▶ _Point annotations for photographs_:
————————
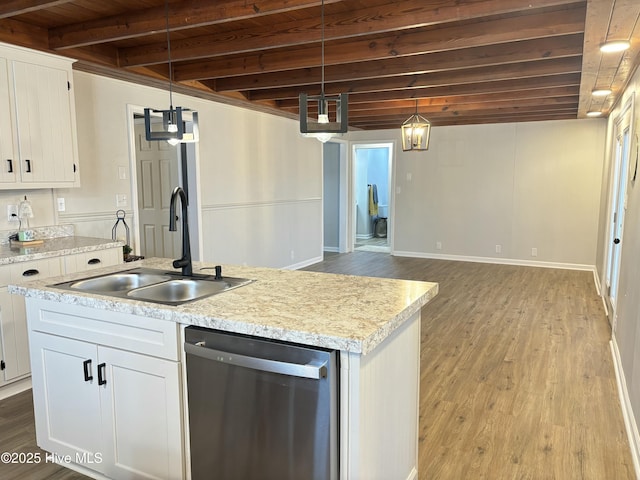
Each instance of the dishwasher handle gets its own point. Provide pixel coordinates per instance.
(314, 370)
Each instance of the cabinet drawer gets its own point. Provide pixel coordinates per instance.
(81, 262)
(35, 269)
(148, 336)
(5, 275)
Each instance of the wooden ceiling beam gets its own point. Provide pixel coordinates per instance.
(12, 8)
(528, 50)
(488, 113)
(539, 68)
(529, 105)
(23, 34)
(571, 80)
(453, 121)
(182, 15)
(451, 101)
(380, 45)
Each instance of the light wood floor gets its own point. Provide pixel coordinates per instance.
(517, 377)
(517, 380)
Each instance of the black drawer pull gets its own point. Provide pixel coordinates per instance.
(102, 374)
(87, 370)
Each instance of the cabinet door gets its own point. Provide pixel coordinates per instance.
(8, 350)
(142, 419)
(66, 398)
(8, 155)
(44, 122)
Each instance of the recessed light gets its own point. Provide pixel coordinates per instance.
(615, 46)
(601, 92)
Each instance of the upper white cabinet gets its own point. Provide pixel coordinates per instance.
(38, 130)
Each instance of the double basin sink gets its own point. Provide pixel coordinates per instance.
(157, 286)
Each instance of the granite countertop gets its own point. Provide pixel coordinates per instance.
(54, 247)
(344, 312)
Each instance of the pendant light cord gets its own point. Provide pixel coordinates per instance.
(166, 15)
(322, 46)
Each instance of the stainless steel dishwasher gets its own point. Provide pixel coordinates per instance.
(260, 410)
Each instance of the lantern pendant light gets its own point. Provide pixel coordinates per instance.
(415, 132)
(323, 128)
(173, 126)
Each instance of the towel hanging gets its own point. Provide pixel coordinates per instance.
(373, 200)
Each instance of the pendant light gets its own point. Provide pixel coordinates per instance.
(323, 128)
(173, 126)
(415, 132)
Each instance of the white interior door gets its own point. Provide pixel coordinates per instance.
(618, 205)
(157, 175)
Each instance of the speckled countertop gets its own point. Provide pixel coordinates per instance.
(349, 313)
(54, 247)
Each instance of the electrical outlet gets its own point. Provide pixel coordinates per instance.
(12, 213)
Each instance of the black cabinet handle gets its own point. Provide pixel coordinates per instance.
(86, 365)
(102, 374)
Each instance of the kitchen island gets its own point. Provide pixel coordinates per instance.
(129, 355)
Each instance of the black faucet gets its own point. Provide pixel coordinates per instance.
(185, 261)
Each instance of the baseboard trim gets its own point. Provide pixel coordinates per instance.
(305, 263)
(14, 388)
(503, 261)
(627, 411)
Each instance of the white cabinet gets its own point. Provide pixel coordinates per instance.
(38, 129)
(13, 322)
(107, 390)
(14, 345)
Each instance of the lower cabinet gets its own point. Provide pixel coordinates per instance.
(13, 323)
(114, 411)
(14, 347)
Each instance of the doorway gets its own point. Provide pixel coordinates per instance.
(334, 196)
(372, 168)
(618, 206)
(156, 169)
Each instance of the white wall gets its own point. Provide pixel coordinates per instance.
(520, 186)
(260, 181)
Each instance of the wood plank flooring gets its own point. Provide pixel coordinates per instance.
(517, 377)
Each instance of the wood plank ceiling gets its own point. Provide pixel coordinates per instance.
(457, 62)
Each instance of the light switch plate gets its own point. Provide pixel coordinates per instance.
(12, 213)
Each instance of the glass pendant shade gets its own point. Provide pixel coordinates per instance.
(172, 126)
(324, 128)
(415, 133)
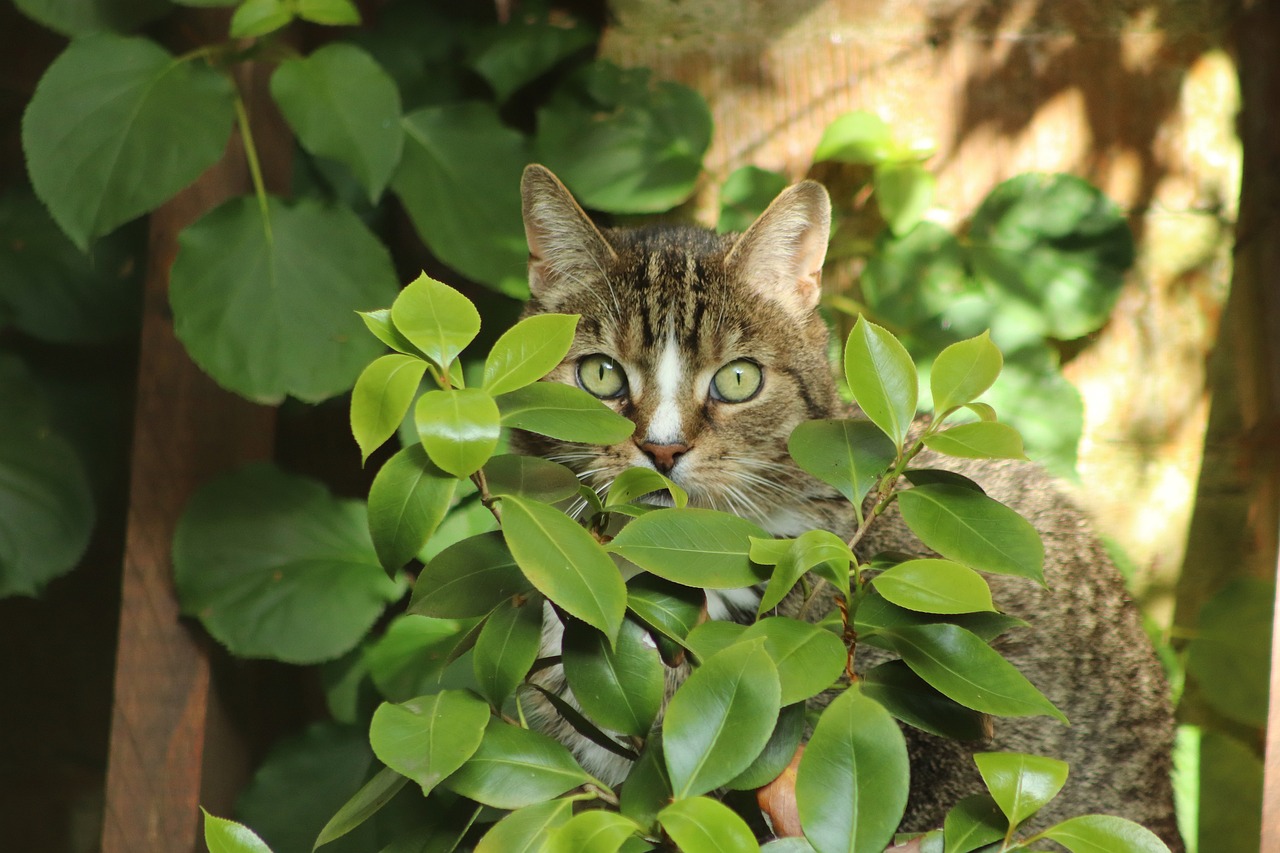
————————
▶ _GIVEN TASK_: Pull out every line of the listing that contains the string "plank", matching case exactly. Copy each matching line in full.

▶ _WRITTEN SOLUTION_:
Each instance of the wood plank flooring gets its own point. Provide pixel coordinates per instance.
Each instance of the wood plank ceiling gets its own point. Provide pixel coordinates per instance.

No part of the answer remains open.